Data for processing:
%%
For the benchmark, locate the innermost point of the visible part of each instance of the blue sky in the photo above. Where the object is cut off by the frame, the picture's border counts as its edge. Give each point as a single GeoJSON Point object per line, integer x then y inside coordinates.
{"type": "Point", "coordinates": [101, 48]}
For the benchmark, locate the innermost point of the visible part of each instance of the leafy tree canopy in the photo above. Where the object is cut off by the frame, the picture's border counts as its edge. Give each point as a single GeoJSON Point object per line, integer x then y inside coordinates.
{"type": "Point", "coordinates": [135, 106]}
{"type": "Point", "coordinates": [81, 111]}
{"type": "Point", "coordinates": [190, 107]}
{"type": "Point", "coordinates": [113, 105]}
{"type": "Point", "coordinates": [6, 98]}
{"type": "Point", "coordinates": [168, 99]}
%%
%%
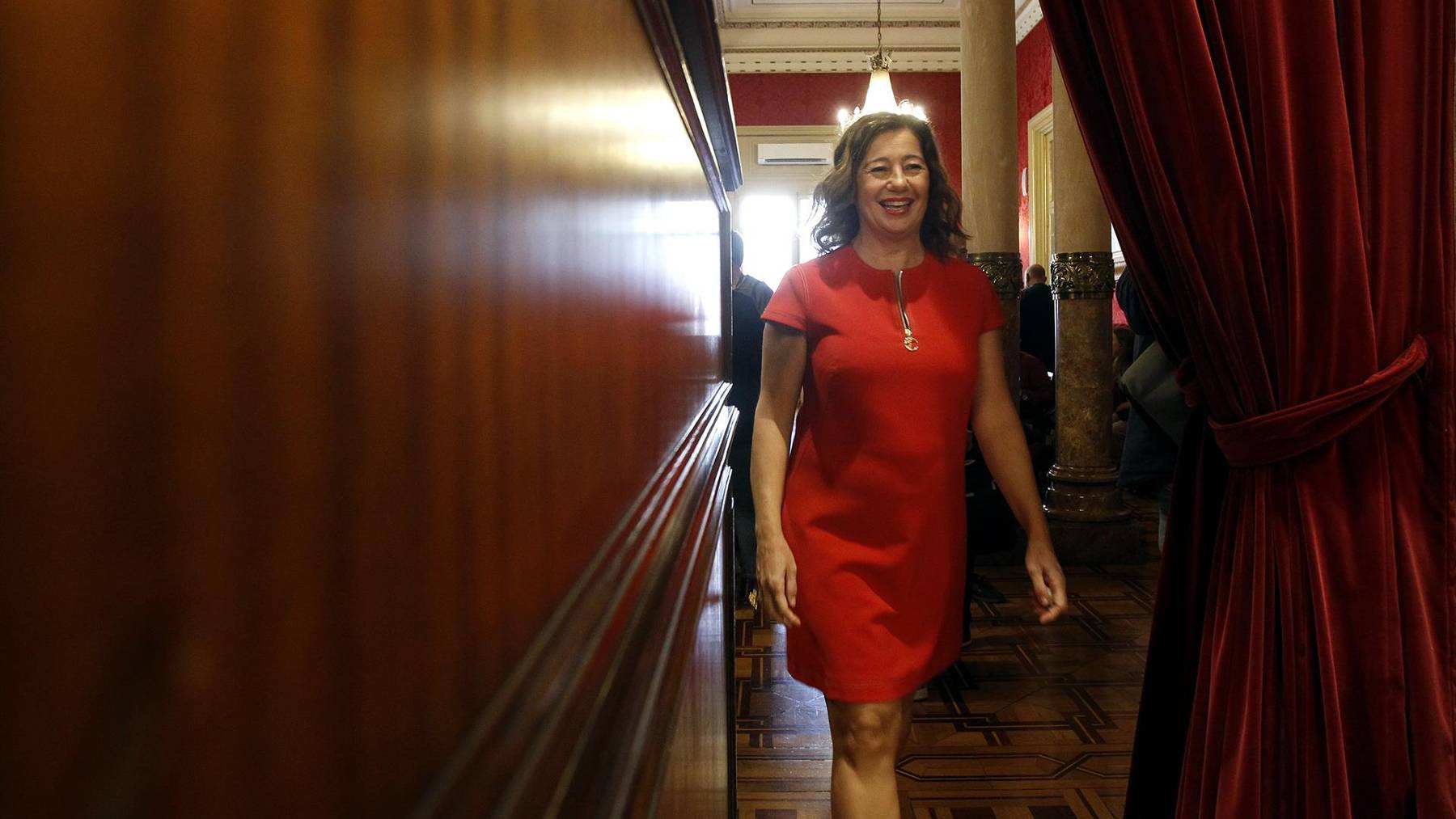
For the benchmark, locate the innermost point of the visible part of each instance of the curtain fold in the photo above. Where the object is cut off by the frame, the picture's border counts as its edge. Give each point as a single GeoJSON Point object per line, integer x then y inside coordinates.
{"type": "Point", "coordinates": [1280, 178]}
%%
%%
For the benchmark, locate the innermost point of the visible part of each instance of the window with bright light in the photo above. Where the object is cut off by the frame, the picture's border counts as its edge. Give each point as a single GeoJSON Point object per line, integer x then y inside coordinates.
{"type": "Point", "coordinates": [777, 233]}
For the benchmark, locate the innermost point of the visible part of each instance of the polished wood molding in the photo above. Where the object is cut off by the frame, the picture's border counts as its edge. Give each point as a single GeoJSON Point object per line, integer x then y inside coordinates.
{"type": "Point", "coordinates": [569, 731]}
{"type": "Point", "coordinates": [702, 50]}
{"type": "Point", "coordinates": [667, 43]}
%%
Aim: Show every line above that contains the word "Where", treating uppercase and lowercase as different.

Exercise answer:
For the benchmark, locate the innermost point of the visible part of each instance of the blue sky in the photo above. Where the object is cut off by the frame, the picture's border counts as its edge. Give each point as a single GeoJSON Point object per line, integer x then y inside coordinates.
For the benchmark, locate the innermost point of the visible part of each instance of the leafy tree canopy in the photo above. Where the object is cut off by the frame, the picture's border counts as its edge. Give each point as a single GeoJSON Point object per line, integer x then y inside coordinates.
For the benchmark, locate the innermost point of the visible part of each instance of the curtain fold in the photo above. Where the object is cut off by the frame, the picture's border counts as its edge. Give each point as a single GeoJSON Point object per line, integer x then y inside coordinates.
For the benchmark, locate the innermost point of the visible part of each instance of the window with bright light in the photo above. Where the object is cut off by the frame, the picture's border counts as its edge. Give each point as a single GeoJSON Point object per line, integer x then y inside coordinates.
For the benchmark, locate the innermost point of the visible part of each instance of the polished wood molding in the photo above. Where the object is cut off by the frame, the picture's border counts as its edge. Give each point as a single GeoJSON Point object per line, integer x then y inside coordinates.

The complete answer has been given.